[THINGS TO DO]
1. Summarize the article on Rajat Gupta in two sentences.
2. According to the article on Rajat Gupta, how old was Gupta when his partners elected him to run McKinsey?
3. Continue the article on Rajat Gupta from the point where it ends.

[SOURCE EXTRACT]
========================================================================

The Fall of B-School Students’ Role Model Rajat Gupta


Until accused of sharing confidential information with hedge fund manager Raj Rajaratnam, the Kolkata born Rajat Gupta was the blue eyed boy, the self-built celebrity who was the role model for students in general and particularly Indians students all across the world in top B-Schools.

Rajat Gupta was born to a journalist father with the Ananda Bazar Patrika Group who was also a prominent freedom fighter and had been even jailed by the British. A Modern School, New Delhi alumnus Gupta did Mechanical Engineering from the Indian Institute of Technology, Delhi. He went on to pursue MBA from Harvard Business School in 1973, where he was named a Baker Scholar.

Gupta started his career with management consultancy McKinsey & Company in 1973 as one of the earliest Indian-Americans to work at consultancy and went on to serve the company for 34 long years. Gupta rose rapidly at the consulting firm, making his mark running its Scandinavian office. He expanded McKinsey’s presence in that region once considered a backwater at the firm.

In 1994, at the age of 45, his partners elected him to run the firm. He was the first non-US-born executive to run McKinsey.

Under his tenure, McKinsey expanded its global reach, aggressively moving into emerging markets like India and China. Though his reign was not without controversy. McKinsey began helping dot-coms cut deals and develop their businesses which was not the core business of the company.

Nearly a decade of Gupta’s tenure with McKinsey was as the managing director (chief executive officer) of the company. He stepped down as managing director in 2003 and retired from active practice in 2007, becoming, like other retired senior partners, a “senior partner emeritus.”

Gupta served on the board of directors or advisors of Goldman Sachs, Procter and Gamble, AMR Corporation, American Airlines Inc., Harman International, International Chamber of Commerce. He was special advisor to the Secretary-General of the United Nations educational institutions: Harvard Business School, Indian School of Business, IIT, Xinhua University, MIT Sloan, Kellogg School of Management. He also served on the board of charitable organizations like Gates Foundation, American India Foundation and health organizations Global Fund for AIDS, Malaria, and Tuberculosis, Global Health Council, Harvard School of Public Health, Cornell Medical College.

========================================================================

[Segmentation mask data]

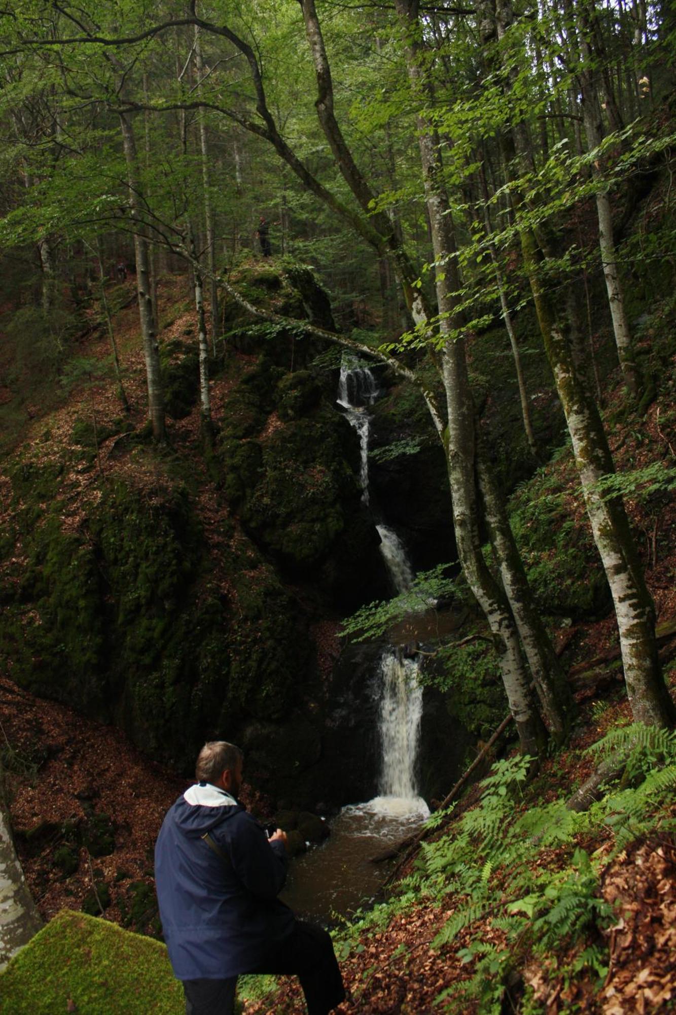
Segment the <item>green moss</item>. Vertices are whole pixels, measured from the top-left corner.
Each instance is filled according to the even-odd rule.
[[[166,342],[160,348],[160,367],[164,408],[173,419],[183,419],[199,395],[199,352],[176,339]]]
[[[543,610],[580,616],[600,611],[608,585],[586,515],[570,514],[566,480],[573,464],[557,460],[540,469],[510,502],[510,521],[528,581]]]
[[[70,877],[80,866],[80,859],[70,845],[60,845],[53,857],[55,867],[58,867],[64,878]]]
[[[110,857],[115,850],[115,823],[108,814],[91,814],[82,829],[82,841],[92,857]]]
[[[497,655],[483,639],[445,646],[423,680],[446,693],[450,715],[476,737],[489,736],[509,710]]]
[[[277,385],[279,418],[297,419],[315,409],[322,398],[322,385],[311,370],[287,374]]]
[[[117,432],[113,426],[94,427],[91,416],[87,416],[75,420],[71,430],[71,439],[73,444],[79,445],[81,448],[95,448],[97,444],[100,446],[104,441],[108,441]]]
[[[59,506],[48,512],[24,541],[27,560],[14,600],[0,616],[0,640],[19,683],[95,709],[107,692],[98,679],[99,574],[86,541],[63,531]]]
[[[97,917],[102,909],[108,909],[111,904],[111,889],[103,881],[96,882],[95,891],[92,888],[82,899],[82,912]]]
[[[345,527],[345,503],[357,494],[339,423],[322,412],[276,430],[263,446],[260,481],[246,493],[248,530],[294,566],[312,567],[327,556]]]
[[[0,973],[1,1015],[183,1015],[165,947],[115,924],[64,910]]]

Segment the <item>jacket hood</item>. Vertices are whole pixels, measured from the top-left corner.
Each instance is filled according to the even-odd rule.
[[[197,783],[179,797],[174,805],[174,817],[184,834],[201,836],[244,810],[246,808],[224,790],[210,783]]]

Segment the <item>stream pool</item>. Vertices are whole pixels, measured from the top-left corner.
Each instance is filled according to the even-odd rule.
[[[394,865],[371,858],[416,832],[428,814],[419,797],[376,797],[344,807],[329,838],[290,863],[279,897],[296,916],[324,925],[369,905]]]

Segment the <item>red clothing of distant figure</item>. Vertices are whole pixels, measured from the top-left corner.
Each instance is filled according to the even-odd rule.
[[[258,229],[256,230],[256,235],[258,236],[258,241],[261,245],[261,254],[263,257],[270,257],[272,254],[272,248],[270,247],[270,226],[262,215],[258,224]]]

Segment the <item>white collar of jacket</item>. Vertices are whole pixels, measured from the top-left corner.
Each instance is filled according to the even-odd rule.
[[[206,783],[204,786],[196,783],[195,786],[191,786],[189,790],[186,790],[183,799],[187,804],[199,807],[238,806],[234,797],[231,797],[225,790],[219,790],[218,787],[212,786],[211,783]]]

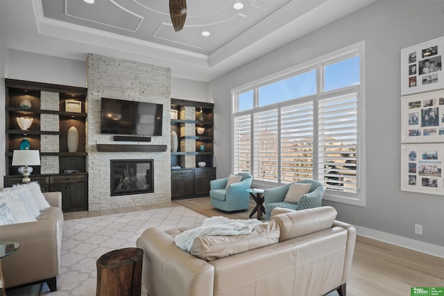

========================================================================

[SET OF ANSWERS]
1. Kolkata-born Rajat Gupta, an IIT Delhi engineer and Harvard MBA, was a role model for business school students until he was accused of sharing confidential information with hedge fund manager Raj Rajaratnam. He spent 34 years at McKinsey & Company, serving as its first non-US-born head from 1994, and sat on many corporate, educational and charitable boards.

2. He was 45.

3.
While he was managing director at McKinsey Gupta co-founded the Indian School of Business (ISB). The school was ranked number 13 in the world by The Financial Times in its “Global MBA Rankings 2011″.

What an illustrious career! And that was the reason Rajat Gupta has been a role model of millions of students and entrepreneurs. He was deserving to be called one of the world’s most prominent Indian-born business executives.

On Wednesday, federal prosecutors in the US said Gupta had tried to make other people successful, illegally. Gupta, 62, a former director of Goldman Sachs, stands accused of securities fraud and leaking corporate secrets about the bank to his friend Raj Rajaratnam, the head of the Galleon Group hedge fund. Rajaratnam was sentenced to 11 years in prison this month for orchestrating a huge insider trading conspiracy, the New York Times reported.

Rajat Gupta pleaded not guilty to all charges and was released on Thursday on a $10 million bond. The bond was secured by his home in Connecticut.

Gupta, who surrendered earlier before the FBI, was indicted on six counts of securities fraud which includes sharing confidential information about investments at Goldman Sachs with hedge fund manager Raj Rajaratnam. He faces a maximum penalty of five years in prison on the conspiracy charge and 20 years in prison on each of the securities fraud charges. In addition, Gupta faces a maximum fine of USD 250,000 or twice the gross gain or loss accrued from the crime. For each of the securities fraud charges, Gupta also faces a maximum fine of USD 5 million or twice the gross gain or loss derived from the crime.